Page excerpt →
** start **

I think we've bumped into both of them. And so in terms of -- I know in the past -- maybe this is a different question. But in the past, you haven't wanted to compete -- have competing products with a lot of those customers of your kind of cloud giants or comm software customers just because they were such good customers and you didn't want to compete with them. Just as you think about expanding the portfolio and addressing more of the enterprise market, does any of that philosophy change? Or just kind of how are you thinking about evolving that portfolio?

David Morken

executive
#25

That's a terrific question. Communications is suddenly at the very center of the AI season because in conversational AI, you have to support that dialogue. So the feature set and the benefits that we have to make real for enterprise customers in the communications layer is more than enough red meat for all the young lions that we have at the company. And so we know our goal. We think it's vital. And the Maestro orchestration layer on top of a global owned and operated network is a massively important piece of infrastructure to support what our customers are doing up-stack. So nothing changes about our philosophy. It's been very effective.

Meta Marshall

analyst
#26

Okay. So kind of remaining the agnostic layer, but just expanding the reach of the agnostic layer?

David Morken

executive
#27

The agnostic layer is becoming an ecosystem of pre-integrations that allow a CIO at a global enterprise to rely on for speed, for efficiency, for capability so that ecosystem is more than a large enough mission for us.

** end **

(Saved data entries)

** start **

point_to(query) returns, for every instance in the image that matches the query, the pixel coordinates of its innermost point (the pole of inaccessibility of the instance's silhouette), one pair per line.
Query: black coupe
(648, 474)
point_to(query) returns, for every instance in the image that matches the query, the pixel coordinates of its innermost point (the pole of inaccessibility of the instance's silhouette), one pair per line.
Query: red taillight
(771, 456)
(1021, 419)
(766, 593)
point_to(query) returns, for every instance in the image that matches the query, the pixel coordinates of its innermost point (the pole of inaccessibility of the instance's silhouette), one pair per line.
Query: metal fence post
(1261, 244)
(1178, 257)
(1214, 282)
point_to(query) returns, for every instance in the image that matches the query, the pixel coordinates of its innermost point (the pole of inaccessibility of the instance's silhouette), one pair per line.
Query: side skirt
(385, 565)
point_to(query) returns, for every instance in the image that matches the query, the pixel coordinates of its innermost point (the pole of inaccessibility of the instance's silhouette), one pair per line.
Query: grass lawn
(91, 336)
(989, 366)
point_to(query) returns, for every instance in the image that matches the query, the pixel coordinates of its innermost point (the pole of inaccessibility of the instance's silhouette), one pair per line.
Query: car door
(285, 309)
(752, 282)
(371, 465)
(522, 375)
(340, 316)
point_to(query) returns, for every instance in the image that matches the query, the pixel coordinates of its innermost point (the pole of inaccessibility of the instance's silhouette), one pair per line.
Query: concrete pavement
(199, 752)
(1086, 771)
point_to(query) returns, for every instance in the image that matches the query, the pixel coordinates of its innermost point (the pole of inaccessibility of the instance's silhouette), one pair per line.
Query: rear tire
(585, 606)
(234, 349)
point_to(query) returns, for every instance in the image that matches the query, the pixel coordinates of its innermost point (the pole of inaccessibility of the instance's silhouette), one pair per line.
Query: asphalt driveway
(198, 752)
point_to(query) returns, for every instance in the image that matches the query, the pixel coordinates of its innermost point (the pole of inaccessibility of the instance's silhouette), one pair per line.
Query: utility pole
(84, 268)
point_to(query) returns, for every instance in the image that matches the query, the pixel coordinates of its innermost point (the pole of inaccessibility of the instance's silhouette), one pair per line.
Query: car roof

** end **

Exercise tasks →
**1.** In the transcript excerpt, what does David Morken say the Maestro orchestration layer sits on top of?
**2.** Translate this sentence from the transcript excerpt into Spanish: "So nothing changes about our philosophy."
The saved data entries are separate material and have no connection to the transcript excerpt.

Answers for the exercise →
**1.** A global owned and operated network.

**2.** Así que nada cambia en nuestra filosofía.